● WHAT TO DO:
1. Answer these questions from the walking blog:
(a) Which early 17th century properties does Marley have?
(b) What is the rocky outcrop at the top of Altar Lane called?
(c) What kind of deer does the writer think they saw?
2. Transcribe the walking blog from "I struggled to" to "old stone stiles.".
3. State whether each statement agrees with the walking blog. Answer yes or no, and quote the words that decide it.
(a) The writer enjoyed the return leg more than the outward journey.
(b) Vehicles use the track beside the river toward Ravenroyd.
(c) The writer walked up Altar Lane as far as Druid's Altar.

● QUOTED TEXT:
......
Tuesday, 11 August 2020

Marley - and back to Bingley


The next bit of the walk, alongside the railway line, was really tricky as the path ran between two fences and was almost completely overgrown. I got stung by nettles, scratched by brambles and stumbled in holes, so I was glad to reach the safety of a proper track again. It climbed up towards Marley, which is a tiny hamlet with some early 17th century properties - Marley Hall and some farm buildings. The hall itself was set back in gardens and I couldn't get a decent photo. (You get a better view from the train!) The building in the photo below is, I think, originally a farmhouse. They have a lovely wide view across the Aire valley and up towards Keighley.


I struggled to find the path out and back to Bingley, until I spotted this tiny stone bridge and a stile hiding behind a tree! The map wasn't much help as the detail was not clear. Then I saw the yellow waymarker, so that was a relief.


The return leg took me through woodland, mixed in parts with some coniferous larch too. I've decided I don't like walking through larch woods - too stark and forbidding! The narrow path was a little precarious in parts as well, along the edge of a steep slope, so I didn't enjoy the walk back as much as the outward journey - and it was drizzling by then!


Still some interesting things to spot: I love the old stone stiles.


The phantom den builders had been at work here too. These structures seem to be in all our woodlands these days.



Once through the wood, the path joined an ancient route called Altar Lane down into Bingley and back to Ireland Bridge. Some nice views from here - though even better if I'd have climbed further up the lane instead of down, as it takes you to a rocky outcrop known as Druid's Altar. I'd had enough walking for one day, though it is always satisfying to follow a new route successfully by myself.



Monday, 10 August 2020

Deer and Riverside


When the man (see yesterday) let the horses off the lead in the field, one of them continued to follow me, so I was a little relieved to be able to put a gate between me and him, if only because he was so big! I think he was just being friendly. He neighed a farewell to me!

A little further down the lane, I think as far as vehicles can go, is this old cottage, called Cophurst (I think). It is really quite remote, a good mile or more out of Bingley along the narrow track. It looks to have been renovated rather beautifully.


Over a stile and into a field and there were interesting things to discover - some lovely foxgloves beside an old drystone wall, and then a curious tank or trough that had a tiny stream running into it. I suppose it was intended to provide water for animals.

The walk I was following was called 'Deer and Riverside'. I'd seen plenty of riverside by this point, so I was delighted to see some deer too (fallow deer, I think, as they had dappled coats). Of course, they spotted me even quicker than I saw them and soon bounded off into the woodland. This part of the walk ran right down to the railway line. I'd often seen the area from the train so it was nice to explore it on foot. 

Saturday, 8 August 2020

Bingley to Ravenroyd


Leaving Bingley behind, I followed the track alongside the river. It is quite peaceful, although the track is the main access to a riding school and stables at Ravenroyd so it is used by vehicles. I'd not walked this way before and I was quite charmed by how attractive this stretch of the river is.
......
● DATA LISTING:
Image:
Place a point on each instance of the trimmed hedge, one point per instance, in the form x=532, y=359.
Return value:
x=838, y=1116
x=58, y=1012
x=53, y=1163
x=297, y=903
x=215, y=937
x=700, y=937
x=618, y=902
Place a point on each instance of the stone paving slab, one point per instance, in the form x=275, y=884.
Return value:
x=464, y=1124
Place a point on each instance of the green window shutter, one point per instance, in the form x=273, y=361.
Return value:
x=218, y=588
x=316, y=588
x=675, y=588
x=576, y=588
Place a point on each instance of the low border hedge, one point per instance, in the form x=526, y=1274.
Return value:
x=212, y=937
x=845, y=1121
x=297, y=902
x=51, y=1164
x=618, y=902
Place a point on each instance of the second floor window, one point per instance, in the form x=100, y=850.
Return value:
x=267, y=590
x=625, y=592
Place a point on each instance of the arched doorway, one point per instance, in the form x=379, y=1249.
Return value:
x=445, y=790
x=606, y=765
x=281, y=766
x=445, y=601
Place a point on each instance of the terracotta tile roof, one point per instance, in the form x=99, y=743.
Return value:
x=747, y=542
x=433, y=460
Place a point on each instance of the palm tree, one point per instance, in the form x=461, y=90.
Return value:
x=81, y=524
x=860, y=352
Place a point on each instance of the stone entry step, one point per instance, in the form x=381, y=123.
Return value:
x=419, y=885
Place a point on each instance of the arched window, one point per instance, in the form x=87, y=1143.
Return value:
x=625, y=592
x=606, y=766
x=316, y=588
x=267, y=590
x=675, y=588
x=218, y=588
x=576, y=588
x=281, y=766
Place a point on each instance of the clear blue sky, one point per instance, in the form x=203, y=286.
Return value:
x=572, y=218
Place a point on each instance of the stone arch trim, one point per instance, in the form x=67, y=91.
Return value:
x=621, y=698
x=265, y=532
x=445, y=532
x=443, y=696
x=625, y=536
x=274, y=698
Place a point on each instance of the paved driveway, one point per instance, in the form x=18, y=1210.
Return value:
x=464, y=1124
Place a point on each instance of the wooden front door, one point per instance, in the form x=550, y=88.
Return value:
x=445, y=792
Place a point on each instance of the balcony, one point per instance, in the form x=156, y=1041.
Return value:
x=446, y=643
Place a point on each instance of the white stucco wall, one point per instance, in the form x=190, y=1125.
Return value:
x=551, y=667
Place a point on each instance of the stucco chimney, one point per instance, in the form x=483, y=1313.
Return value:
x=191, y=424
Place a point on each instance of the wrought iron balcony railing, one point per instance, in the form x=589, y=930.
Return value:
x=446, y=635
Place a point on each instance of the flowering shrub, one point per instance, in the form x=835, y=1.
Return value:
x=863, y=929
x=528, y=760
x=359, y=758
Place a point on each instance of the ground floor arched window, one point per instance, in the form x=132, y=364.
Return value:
......
● SOLUTIONS BY TASK:
1.
(a) Marley Hall and some farm buildings.
(b) Druid's Altar.
(c) Fallow deer.

2.
I struggled to find the path out and back to Bingley, until I spotted this tiny stone bridge and a stile hiding behind a tree! The map wasn't much help as the detail was not clear. Then I saw the yellow waymarker, so that was a relief.


The return leg took me through woodland, mixed in parts with some coniferous larch too. I've decided I don't like walking through larch woods - too stark and forbidding! The narrow path was a little precarious in parts as well, along the edge of a steep slope, so I didn't enjoy the walk back as much as the outward journey - and it was drizzling by then!


Still some interesting things to spot: I love the old stone stiles.

3.
(a) No: "I didn't enjoy the walk back as much as the outward journey"
(b) Yes: "so it is used by vehicles"
(c) No: "though even better if I'd have climbed further up the lane instead of down"